■ **What you are asked to do**
Please copy the records below word for word, leaving out the pictures.
_ _ _ _ _
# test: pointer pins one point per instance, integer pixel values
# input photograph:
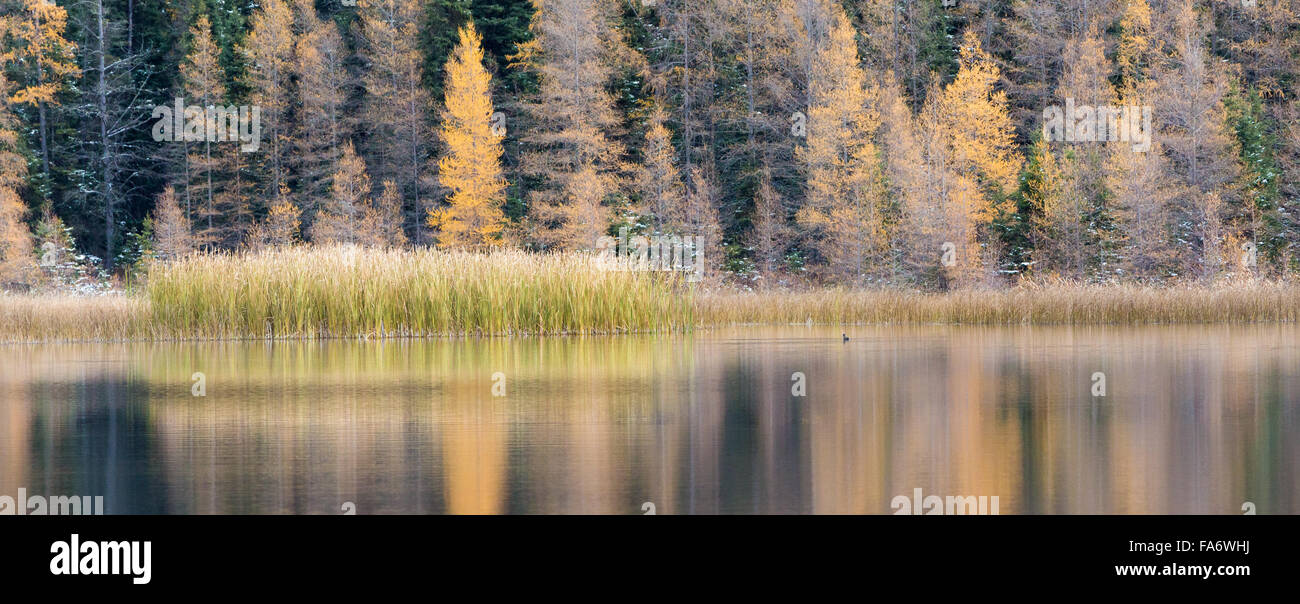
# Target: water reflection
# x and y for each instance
(1195, 420)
_ _ _ _ _
■ **The response**
# test: pointer pins one point per instance, integer pixel values
# input photograph:
# Target: water reflection
# x and y for each instance
(1195, 420)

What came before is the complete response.